What the exercise asks
Copy each line of the data below exactly, leaving out pictures.

Records shown
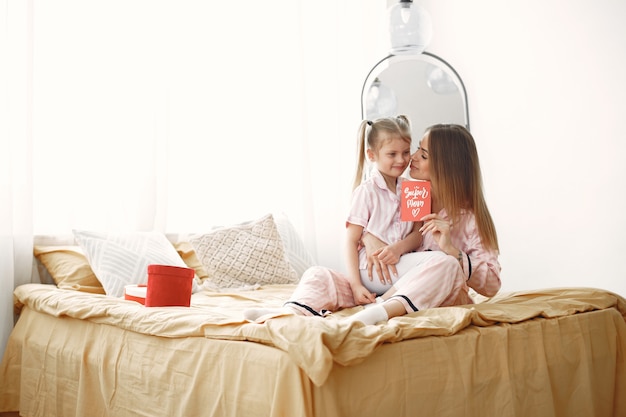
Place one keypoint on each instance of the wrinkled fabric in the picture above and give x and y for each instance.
(521, 353)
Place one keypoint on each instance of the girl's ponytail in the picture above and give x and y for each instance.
(360, 149)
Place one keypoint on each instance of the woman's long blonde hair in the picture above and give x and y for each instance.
(371, 130)
(457, 179)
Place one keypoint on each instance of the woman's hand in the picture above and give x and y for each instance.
(373, 248)
(362, 295)
(440, 229)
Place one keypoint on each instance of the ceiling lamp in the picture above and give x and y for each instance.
(410, 28)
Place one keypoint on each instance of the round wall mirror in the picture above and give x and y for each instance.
(423, 87)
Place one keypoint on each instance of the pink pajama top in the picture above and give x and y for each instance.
(377, 210)
(480, 266)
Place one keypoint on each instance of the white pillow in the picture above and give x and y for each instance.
(122, 259)
(296, 253)
(243, 255)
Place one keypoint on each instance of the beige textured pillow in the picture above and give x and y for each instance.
(245, 254)
(69, 268)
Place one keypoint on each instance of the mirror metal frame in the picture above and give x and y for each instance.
(430, 58)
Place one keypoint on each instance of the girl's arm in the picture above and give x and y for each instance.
(359, 292)
(383, 257)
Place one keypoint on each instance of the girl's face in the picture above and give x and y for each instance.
(420, 165)
(393, 156)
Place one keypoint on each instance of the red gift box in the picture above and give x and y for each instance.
(169, 286)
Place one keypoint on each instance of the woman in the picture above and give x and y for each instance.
(459, 249)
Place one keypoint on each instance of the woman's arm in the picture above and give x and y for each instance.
(480, 265)
(383, 257)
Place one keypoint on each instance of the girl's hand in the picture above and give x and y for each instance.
(362, 295)
(388, 255)
(373, 248)
(440, 229)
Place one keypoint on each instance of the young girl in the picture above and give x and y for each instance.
(459, 249)
(375, 205)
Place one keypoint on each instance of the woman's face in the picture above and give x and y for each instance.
(420, 165)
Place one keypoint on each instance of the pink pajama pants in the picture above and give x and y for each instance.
(425, 280)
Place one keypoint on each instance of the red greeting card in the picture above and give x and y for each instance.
(414, 200)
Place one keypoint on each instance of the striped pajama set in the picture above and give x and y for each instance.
(426, 278)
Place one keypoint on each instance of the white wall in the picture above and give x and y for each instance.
(547, 95)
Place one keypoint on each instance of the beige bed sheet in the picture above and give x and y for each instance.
(557, 352)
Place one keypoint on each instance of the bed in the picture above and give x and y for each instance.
(548, 352)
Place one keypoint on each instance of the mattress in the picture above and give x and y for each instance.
(551, 352)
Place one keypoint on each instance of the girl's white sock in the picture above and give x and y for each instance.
(371, 315)
(253, 314)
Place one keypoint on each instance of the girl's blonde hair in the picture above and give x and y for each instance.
(371, 130)
(456, 176)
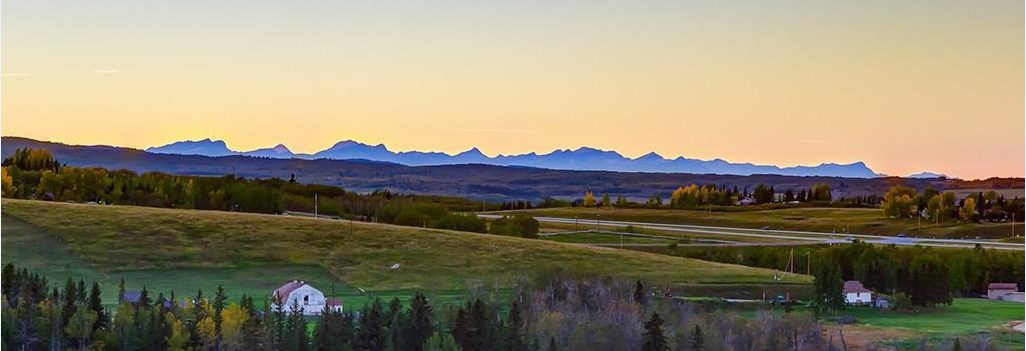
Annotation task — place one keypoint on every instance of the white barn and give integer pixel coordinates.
(309, 299)
(855, 294)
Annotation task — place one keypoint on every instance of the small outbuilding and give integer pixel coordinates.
(1002, 290)
(310, 300)
(855, 294)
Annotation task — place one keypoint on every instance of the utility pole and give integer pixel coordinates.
(809, 266)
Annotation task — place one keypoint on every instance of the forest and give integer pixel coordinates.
(553, 314)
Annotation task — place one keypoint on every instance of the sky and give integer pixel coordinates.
(905, 86)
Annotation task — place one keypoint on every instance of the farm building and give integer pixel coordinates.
(1004, 291)
(855, 294)
(309, 299)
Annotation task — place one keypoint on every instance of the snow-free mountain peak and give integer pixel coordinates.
(582, 158)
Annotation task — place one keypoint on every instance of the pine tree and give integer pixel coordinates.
(94, 304)
(514, 329)
(69, 302)
(371, 335)
(333, 330)
(121, 291)
(639, 295)
(144, 298)
(697, 339)
(80, 293)
(219, 306)
(396, 323)
(655, 338)
(420, 321)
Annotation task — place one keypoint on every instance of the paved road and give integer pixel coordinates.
(793, 235)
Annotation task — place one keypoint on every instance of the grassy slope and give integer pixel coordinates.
(963, 316)
(113, 238)
(862, 221)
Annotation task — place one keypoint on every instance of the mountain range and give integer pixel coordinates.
(580, 159)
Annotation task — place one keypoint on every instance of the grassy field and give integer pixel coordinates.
(862, 221)
(252, 254)
(965, 317)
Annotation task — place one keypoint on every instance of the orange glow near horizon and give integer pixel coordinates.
(905, 86)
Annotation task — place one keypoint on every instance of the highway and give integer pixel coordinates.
(791, 235)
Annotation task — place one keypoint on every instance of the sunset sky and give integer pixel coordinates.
(903, 85)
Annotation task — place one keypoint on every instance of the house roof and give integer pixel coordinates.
(1002, 286)
(131, 297)
(855, 286)
(283, 291)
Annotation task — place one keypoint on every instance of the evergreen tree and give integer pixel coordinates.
(828, 289)
(80, 293)
(144, 298)
(333, 330)
(396, 323)
(640, 296)
(655, 338)
(370, 336)
(420, 321)
(69, 302)
(515, 328)
(697, 339)
(94, 304)
(219, 305)
(121, 291)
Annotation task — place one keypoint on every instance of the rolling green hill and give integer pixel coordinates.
(254, 252)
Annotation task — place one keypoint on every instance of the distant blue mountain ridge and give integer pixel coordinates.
(581, 159)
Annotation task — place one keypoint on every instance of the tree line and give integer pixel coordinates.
(696, 195)
(906, 202)
(556, 315)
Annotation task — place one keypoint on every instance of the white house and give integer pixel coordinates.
(309, 299)
(1003, 291)
(855, 294)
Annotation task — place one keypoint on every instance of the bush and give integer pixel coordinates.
(516, 225)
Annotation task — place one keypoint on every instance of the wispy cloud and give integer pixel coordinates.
(496, 130)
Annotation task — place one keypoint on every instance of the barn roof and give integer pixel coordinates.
(853, 286)
(283, 291)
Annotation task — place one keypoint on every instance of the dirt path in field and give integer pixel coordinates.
(862, 338)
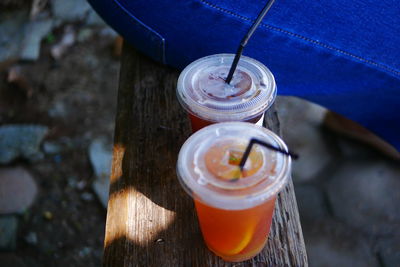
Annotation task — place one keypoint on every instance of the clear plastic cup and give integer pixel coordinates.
(203, 93)
(234, 208)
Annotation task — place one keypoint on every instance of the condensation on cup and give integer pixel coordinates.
(234, 207)
(203, 93)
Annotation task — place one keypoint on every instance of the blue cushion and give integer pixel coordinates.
(344, 55)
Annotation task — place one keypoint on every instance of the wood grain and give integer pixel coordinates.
(150, 220)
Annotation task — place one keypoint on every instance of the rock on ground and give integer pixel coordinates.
(301, 128)
(332, 244)
(8, 232)
(12, 26)
(35, 32)
(366, 195)
(311, 203)
(21, 141)
(71, 10)
(17, 190)
(100, 156)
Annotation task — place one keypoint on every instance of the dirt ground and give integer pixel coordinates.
(75, 97)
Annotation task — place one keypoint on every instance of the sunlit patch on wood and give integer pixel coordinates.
(126, 208)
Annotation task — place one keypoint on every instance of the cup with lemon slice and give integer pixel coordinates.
(234, 206)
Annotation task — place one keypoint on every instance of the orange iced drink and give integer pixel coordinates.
(203, 93)
(234, 207)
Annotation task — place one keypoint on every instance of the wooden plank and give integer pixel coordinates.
(151, 221)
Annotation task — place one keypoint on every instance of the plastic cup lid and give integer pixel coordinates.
(202, 91)
(208, 167)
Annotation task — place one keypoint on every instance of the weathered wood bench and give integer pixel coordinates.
(151, 221)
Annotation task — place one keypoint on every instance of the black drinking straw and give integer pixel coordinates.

Worked solution
Place one keypoint on each instance of the wrinkled fabric in the picture above and give x and y for each instance.
(521, 353)
Place one keypoint on each instance of the girl's ponytail in the picture above and give x and y for each instance.
(360, 149)
Place one keypoint on each instance of the woman's long blonde hair in the picture above and give x and y for each instance.
(371, 130)
(457, 179)
Place one keypoint on each instance of the woman's hand in the picture above and give x and y for each instance.
(373, 248)
(362, 295)
(440, 229)
Place one keypoint on each instance of the ceiling lamp in the picture above and give x and y for each instance.
(410, 28)
Place one keypoint on each instance of the round wall mirror in the picture above and give x and y for each instance.
(423, 87)
Place one keypoint on each instance of the pink pajama top in the picture above and give x and y for each instance.
(377, 210)
(480, 266)
Place one keypoint on each instance of the white pillow in the picture above and give x and y for each instance.
(122, 259)
(296, 253)
(243, 255)
Place one keypoint on each instance of the beige textured pillow in the picture above and give x and y for each instance.
(245, 254)
(69, 268)
Place one keypoint on each instance of the mirror metal frame in the picture above and give x and y for each instance.
(430, 58)
Place one keypoint on each instance of the girl's arm in the picture above and give x and y for each instance.
(359, 292)
(383, 257)
Place one keypoint on each instance of the girl's face in the picture above and give x and y for each instance.
(420, 165)
(393, 156)
Place one keypoint on each instance of the red gift box in the picture above and give x and y for each instance.
(169, 286)
Place one keypoint on each instance of the woman in the picture above and give x and y for each instance.
(459, 249)
Place one keypoint on each instance of the woman's arm in the picture above and give x and y for each instance.
(480, 265)
(383, 257)
Place one keypoint on each instance of the girl's hand in the picture above and give x and y for each instance.
(362, 295)
(388, 255)
(373, 248)
(440, 229)
Place one keypoint on each instance of the young girl in the picture above and give x and y for each instance.
(459, 249)
(375, 205)
Place one keypoint on each instance of the woman's face in the picture above and give x and y for each instance.
(420, 165)
Place one keypoint on each instance of the pink pajama pants in the picture above and give x and y for each instance.
(425, 280)
Place one keypoint on each instance of the red greeting card in the picture above and give x and y for each instance.
(414, 200)
Place one keypoint on each instance of the striped pajama set in the picture above and give x and y for each instance.
(426, 278)
Place one keypoint on each instance of the white wall in the picture above and give x and y for each instance.
(547, 95)
Place one keypoint on each instance of the beige bed sheet in the picture above and give x and y for each instance.
(557, 352)
Place one keypoint on each instance of the bed in the picture above and give x and y for each instance.
(548, 352)
Place one keypoint on each instance of the mattress in the picture above and give x and y for each instance.
(551, 352)
Place one keypoint on each instance of the girl's white sock in the picture above and give x and y for each instance.
(371, 315)
(253, 314)
Place one keypoint on each instance of the girl's blonde hair in the picture above and give x and y for each instance.
(371, 130)
(456, 176)
Annotation task — place one keypoint on every instance of the white barn and give integer pixel coordinates.
(309, 299)
(855, 294)
Annotation task — place one keypoint on every instance of the small outbuilding and give integer pixel coordinates.
(1002, 290)
(310, 300)
(855, 294)
Annotation task — place one keypoint on every instance of the utility pole and give integer pixel coordinates.
(809, 266)
Annotation task — place one keypoint on every instance of the forest and give integer pixel coordinates.
(553, 314)
Annotation task — place one keypoint on every instance of the sky and give integer pixel coordinates.
(905, 86)
Annotation task — place one keypoint on every instance of the farm building and give integer pixel coordinates.
(1004, 291)
(855, 294)
(309, 299)
Annotation task — place one keypoint on every instance of the snow-free mountain peak and give integer pixel coordinates.
(582, 158)
Annotation task — place one keypoint on every instance of the pine tree and give integer pixel coordinates.
(94, 304)
(514, 329)
(69, 302)
(371, 335)
(333, 330)
(121, 291)
(639, 295)
(144, 298)
(697, 339)
(80, 293)
(219, 306)
(396, 323)
(655, 338)
(420, 321)
Annotation task — place one keypoint on every instance of the paved road and give integer pixel coordinates.
(793, 235)
Annotation task — place one keypoint on every instance of the grassy slope and give integer pixel coordinates.
(963, 316)
(113, 238)
(862, 221)
Annotation task — place one keypoint on every instance of the mountain range and give integer pixel coordinates.
(580, 159)
Annotation task — place one keypoint on every instance of the grassy field and give integer pixel coordinates.
(862, 221)
(252, 254)
(965, 317)
Annotation task — place one keypoint on every instance of the orange glow near horizon and give integer pixel coordinates.
(905, 86)
Annotation task — place one keypoint on every instance of the highway and give integer pixel coordinates.
(791, 235)
Annotation task — place one keypoint on every instance of the sunset sky and give integer pixel coordinates.
(903, 85)
Annotation task — place one keypoint on every instance of the house roof and give integer pixel coordinates.
(1002, 286)
(131, 297)
(855, 286)
(283, 291)
Annotation task — place one keypoint on every instance of the evergreen tree and give integer pixel coordinates.
(828, 289)
(80, 293)
(144, 298)
(333, 330)
(396, 323)
(640, 296)
(655, 338)
(370, 336)
(420, 321)
(69, 302)
(515, 328)
(697, 339)
(94, 304)
(219, 305)
(121, 291)
Annotation task — place one keypoint on every instance of the rolling green hill and give integer pixel coordinates.
(254, 252)
Annotation task — place one keypoint on every instance of the distant blue mountain ridge and give integer pixel coordinates.
(581, 159)
Annotation task — place one keypoint on every instance of the tree line and give integer pixel coordinates.
(696, 195)
(906, 202)
(556, 315)
Annotation task — place one keypoint on every instance of the white house and give integer pixel coordinates.
(309, 299)
(1003, 291)
(855, 294)
Annotation task — place one keypoint on every instance of the bush and give integer pixel coordinates.
(516, 225)
Annotation task — place one keypoint on every instance of the wispy cloud and give integer pixel coordinates.
(496, 130)
Annotation task — place one keypoint on every instance of the barn roof and give integer pixel coordinates.
(853, 286)
(283, 291)
Annotation task — place one keypoint on every instance of the dirt path in field and give integer pixel coordinates.
(862, 338)
Annotation task — place one keypoint on every instance of the clear plastic cup and give integer pixel coordinates.
(203, 93)
(234, 208)
Annotation task — place one keypoint on every instance of the condensation on cup and give integer pixel coordinates.
(234, 207)
(203, 93)
Annotation task — place one keypoint on every instance of the blue cushion and give integer pixel coordinates.
(344, 55)
Annotation task — place one keypoint on every instance of the wood grain and give integer pixel coordinates.
(150, 220)
Annotation task — place one keypoint on every instance of the rock on ground and give integer pixel coordinates.
(301, 128)
(332, 244)
(8, 232)
(12, 26)
(35, 32)
(366, 195)
(311, 203)
(21, 141)
(71, 10)
(17, 190)
(100, 156)
Annotation task — place one keypoint on every instance of the dirt ground and give integer pixel coordinates.
(75, 97)
Annotation task — place one keypoint on every instance of the sunlit patch on wood and give integer pixel coordinates.
(126, 208)
Annotation task — place one keypoint on every instance of the cup with lemon slice and give integer pixel coordinates.
(234, 206)
Annotation task — place one keypoint on every instance of the orange iced drink and give integer pixel coordinates.
(203, 93)
(234, 207)
Annotation task — place one keypoint on every instance of the wooden plank and give integer pixel coordinates.
(151, 221)
Annotation task — place one keypoint on every instance of the plastic cup lid and give integer pixel coordinates.
(202, 91)
(208, 167)
Annotation task — place one keypoint on every instance of the weathered wood bench and give integer pixel coordinates.
(151, 221)
Annotation task — place one keypoint on every instance of the black drinking straw and give integer pixel coordinates.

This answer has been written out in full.